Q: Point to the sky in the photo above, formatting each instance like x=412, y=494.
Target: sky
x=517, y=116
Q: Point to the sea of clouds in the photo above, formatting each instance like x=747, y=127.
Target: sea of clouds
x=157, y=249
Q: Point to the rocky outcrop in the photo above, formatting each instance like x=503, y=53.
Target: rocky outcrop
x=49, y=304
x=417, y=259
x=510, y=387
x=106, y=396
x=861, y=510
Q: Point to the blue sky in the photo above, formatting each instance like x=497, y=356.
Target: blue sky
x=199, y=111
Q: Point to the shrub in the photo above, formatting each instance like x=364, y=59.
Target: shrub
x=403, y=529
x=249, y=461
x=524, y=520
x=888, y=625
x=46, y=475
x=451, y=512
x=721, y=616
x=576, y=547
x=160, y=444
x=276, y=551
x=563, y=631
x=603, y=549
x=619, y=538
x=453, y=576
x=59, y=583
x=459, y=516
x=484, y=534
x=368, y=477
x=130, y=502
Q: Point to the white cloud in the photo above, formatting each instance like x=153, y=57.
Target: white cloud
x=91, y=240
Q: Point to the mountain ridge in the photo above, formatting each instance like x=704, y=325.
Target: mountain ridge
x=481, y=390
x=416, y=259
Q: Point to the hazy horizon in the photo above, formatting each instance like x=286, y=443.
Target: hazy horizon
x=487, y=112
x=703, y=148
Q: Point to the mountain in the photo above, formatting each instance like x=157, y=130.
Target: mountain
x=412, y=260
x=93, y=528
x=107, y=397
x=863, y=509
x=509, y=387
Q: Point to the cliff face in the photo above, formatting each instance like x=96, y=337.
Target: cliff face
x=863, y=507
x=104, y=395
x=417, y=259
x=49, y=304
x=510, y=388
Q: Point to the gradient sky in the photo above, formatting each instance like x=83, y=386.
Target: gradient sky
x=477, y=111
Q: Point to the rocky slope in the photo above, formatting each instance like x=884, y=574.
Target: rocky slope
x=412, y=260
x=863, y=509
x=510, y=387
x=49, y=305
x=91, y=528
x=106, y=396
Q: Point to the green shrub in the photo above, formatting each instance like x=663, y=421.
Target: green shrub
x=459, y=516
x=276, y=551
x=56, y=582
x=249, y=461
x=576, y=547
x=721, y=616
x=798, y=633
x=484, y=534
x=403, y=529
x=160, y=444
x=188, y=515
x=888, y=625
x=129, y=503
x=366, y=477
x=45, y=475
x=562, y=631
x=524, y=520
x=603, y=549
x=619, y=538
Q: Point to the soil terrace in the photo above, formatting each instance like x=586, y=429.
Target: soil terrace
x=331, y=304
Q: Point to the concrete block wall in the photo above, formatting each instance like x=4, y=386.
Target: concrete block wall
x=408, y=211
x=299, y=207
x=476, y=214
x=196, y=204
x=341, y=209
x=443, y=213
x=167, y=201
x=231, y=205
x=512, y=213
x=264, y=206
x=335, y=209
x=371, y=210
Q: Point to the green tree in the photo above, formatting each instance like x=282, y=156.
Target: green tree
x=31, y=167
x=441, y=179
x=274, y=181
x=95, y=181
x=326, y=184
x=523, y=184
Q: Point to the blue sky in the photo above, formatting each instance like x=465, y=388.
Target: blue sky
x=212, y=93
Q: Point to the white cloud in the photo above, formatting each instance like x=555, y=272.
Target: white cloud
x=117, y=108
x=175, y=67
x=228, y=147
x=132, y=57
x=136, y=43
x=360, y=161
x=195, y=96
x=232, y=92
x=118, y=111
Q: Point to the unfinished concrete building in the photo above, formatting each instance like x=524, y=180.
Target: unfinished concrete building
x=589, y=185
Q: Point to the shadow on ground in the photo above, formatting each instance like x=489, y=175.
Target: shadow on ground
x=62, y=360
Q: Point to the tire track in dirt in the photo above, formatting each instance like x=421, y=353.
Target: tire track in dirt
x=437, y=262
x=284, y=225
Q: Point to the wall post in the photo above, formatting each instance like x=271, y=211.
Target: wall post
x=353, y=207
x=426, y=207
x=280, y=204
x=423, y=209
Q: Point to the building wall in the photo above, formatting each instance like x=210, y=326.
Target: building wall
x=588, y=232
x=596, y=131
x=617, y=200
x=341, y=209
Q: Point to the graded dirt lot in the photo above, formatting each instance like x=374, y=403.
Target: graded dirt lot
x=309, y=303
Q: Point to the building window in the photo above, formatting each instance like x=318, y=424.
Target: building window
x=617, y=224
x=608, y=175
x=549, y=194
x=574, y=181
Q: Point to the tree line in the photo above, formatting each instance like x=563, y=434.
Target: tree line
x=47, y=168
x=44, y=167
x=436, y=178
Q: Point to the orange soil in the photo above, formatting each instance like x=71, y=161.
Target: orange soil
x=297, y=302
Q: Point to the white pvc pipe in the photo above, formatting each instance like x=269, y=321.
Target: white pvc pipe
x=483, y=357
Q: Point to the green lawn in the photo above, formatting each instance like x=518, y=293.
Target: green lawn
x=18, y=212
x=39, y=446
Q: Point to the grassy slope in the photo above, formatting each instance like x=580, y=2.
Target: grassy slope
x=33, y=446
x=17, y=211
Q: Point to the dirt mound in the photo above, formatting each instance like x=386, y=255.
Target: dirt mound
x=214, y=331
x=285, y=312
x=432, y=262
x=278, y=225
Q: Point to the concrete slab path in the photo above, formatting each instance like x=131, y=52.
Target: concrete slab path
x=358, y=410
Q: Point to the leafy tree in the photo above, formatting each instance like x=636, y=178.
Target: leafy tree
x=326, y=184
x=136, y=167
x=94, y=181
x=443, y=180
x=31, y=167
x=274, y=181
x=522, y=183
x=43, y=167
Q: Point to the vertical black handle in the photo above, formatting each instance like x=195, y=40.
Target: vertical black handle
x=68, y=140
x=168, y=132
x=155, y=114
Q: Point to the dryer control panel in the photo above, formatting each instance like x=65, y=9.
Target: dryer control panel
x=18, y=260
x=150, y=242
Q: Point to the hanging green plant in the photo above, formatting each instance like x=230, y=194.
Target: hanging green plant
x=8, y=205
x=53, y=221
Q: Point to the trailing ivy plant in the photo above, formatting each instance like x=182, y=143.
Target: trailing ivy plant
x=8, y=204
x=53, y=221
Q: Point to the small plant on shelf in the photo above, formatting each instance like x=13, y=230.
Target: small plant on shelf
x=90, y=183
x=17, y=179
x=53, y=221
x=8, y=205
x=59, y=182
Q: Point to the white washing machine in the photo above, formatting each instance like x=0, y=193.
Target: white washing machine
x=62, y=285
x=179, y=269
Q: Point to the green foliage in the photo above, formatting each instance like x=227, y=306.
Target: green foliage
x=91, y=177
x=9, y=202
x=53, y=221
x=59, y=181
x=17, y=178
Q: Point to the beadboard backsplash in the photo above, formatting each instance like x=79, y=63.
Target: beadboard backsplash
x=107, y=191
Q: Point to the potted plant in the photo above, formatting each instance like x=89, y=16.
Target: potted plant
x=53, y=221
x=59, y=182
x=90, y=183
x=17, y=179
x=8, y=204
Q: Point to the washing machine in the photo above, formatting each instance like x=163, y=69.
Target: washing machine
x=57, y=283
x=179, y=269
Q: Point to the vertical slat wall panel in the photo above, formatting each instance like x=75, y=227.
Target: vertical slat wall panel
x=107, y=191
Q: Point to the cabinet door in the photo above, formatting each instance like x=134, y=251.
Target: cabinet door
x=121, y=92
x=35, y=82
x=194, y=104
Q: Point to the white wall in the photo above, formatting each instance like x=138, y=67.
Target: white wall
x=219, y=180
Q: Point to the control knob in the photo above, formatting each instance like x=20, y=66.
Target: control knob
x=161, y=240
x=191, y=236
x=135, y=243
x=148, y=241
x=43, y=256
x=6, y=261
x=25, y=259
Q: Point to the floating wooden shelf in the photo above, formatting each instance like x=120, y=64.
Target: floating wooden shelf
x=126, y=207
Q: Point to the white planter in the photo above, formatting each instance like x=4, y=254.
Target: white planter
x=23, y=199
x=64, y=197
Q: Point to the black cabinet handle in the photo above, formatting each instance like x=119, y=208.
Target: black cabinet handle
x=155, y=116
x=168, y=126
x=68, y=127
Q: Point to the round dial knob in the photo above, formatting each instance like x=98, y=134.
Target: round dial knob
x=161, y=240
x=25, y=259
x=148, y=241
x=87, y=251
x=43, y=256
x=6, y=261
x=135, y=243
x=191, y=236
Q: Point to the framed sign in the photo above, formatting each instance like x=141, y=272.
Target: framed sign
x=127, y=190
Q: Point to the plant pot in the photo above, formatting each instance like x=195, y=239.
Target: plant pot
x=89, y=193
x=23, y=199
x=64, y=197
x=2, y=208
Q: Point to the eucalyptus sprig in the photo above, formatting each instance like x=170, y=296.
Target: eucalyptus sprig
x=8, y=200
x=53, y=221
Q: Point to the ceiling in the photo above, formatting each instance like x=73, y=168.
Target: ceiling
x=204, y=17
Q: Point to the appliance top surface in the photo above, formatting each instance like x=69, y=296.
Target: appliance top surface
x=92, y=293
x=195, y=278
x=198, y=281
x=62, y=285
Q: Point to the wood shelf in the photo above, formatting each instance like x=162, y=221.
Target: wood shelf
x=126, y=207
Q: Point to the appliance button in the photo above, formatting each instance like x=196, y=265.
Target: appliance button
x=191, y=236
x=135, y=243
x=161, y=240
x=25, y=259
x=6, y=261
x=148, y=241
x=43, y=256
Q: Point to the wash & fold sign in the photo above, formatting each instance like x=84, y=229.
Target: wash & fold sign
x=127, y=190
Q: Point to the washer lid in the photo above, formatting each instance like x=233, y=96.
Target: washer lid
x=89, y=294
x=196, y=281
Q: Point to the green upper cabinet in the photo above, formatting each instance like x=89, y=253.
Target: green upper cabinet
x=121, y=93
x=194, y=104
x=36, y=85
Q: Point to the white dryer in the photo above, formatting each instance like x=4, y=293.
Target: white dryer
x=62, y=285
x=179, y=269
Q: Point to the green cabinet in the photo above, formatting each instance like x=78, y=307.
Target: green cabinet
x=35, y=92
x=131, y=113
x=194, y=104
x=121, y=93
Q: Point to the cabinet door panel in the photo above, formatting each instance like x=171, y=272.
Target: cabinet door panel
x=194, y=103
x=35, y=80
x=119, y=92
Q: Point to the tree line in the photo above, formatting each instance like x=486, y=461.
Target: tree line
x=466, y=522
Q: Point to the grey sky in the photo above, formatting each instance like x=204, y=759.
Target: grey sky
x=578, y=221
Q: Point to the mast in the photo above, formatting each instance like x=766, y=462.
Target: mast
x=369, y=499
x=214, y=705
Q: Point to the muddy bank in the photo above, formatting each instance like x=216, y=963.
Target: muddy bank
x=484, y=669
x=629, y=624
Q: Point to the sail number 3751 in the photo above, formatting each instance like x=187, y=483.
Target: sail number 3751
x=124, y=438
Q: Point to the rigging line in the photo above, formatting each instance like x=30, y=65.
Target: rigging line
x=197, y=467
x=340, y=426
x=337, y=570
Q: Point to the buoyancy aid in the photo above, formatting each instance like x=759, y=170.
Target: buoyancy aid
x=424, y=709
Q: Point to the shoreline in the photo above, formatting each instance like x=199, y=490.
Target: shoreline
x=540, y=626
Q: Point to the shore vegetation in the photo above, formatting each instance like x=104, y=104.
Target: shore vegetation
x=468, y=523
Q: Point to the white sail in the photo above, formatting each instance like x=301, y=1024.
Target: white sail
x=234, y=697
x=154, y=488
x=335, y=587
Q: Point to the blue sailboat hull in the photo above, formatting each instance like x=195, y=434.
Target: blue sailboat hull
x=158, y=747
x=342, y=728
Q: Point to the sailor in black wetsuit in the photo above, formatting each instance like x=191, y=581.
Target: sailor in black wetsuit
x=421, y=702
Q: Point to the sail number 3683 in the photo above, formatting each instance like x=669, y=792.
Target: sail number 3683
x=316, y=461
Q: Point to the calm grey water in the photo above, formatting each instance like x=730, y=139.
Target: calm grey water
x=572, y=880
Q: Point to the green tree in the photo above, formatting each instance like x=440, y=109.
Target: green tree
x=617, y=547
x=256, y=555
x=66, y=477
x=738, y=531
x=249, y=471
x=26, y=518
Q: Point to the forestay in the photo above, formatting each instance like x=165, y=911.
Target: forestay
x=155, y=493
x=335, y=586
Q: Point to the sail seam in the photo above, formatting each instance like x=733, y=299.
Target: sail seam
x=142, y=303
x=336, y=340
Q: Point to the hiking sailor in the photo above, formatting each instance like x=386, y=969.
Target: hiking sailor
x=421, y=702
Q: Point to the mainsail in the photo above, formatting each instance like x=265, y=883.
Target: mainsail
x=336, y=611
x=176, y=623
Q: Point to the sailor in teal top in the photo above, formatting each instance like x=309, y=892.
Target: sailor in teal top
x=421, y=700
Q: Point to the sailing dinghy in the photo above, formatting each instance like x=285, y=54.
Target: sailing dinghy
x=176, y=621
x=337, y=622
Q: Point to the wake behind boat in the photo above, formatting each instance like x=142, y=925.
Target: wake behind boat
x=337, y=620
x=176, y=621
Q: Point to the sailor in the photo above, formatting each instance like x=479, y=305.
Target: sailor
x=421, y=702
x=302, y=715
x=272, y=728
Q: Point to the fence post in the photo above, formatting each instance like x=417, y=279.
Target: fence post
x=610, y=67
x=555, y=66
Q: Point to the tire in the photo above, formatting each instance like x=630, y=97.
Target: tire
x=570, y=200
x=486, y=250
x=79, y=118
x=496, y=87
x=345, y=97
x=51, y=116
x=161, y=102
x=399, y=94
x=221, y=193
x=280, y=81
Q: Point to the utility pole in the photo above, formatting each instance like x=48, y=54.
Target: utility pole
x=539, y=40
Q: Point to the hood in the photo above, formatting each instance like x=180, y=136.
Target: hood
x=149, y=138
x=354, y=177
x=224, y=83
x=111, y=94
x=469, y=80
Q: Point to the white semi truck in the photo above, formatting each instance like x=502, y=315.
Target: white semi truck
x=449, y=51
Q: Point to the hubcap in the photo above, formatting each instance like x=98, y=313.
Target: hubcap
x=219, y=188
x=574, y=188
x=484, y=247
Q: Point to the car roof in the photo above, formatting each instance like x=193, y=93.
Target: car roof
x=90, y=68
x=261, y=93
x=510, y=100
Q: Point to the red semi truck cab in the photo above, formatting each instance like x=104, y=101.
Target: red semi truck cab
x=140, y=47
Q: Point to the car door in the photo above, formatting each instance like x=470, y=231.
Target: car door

*Exercise task*: Please rewrite the material starting with the line containing "Q: Point to the tire in" and going on through the line containing "x=539, y=40", changing "tire" to "wheel" and keeping everything else unchanged.

*Problem solution*:
Q: Point to the wheel in the photo above, formatting each instance like x=630, y=97.
Target: wheel
x=570, y=200
x=486, y=250
x=79, y=118
x=496, y=87
x=345, y=97
x=51, y=116
x=161, y=102
x=399, y=94
x=221, y=193
x=280, y=81
Q: Point to the utility pole in the photo above, formatting each instance like x=48, y=54.
Target: utility pole
x=539, y=40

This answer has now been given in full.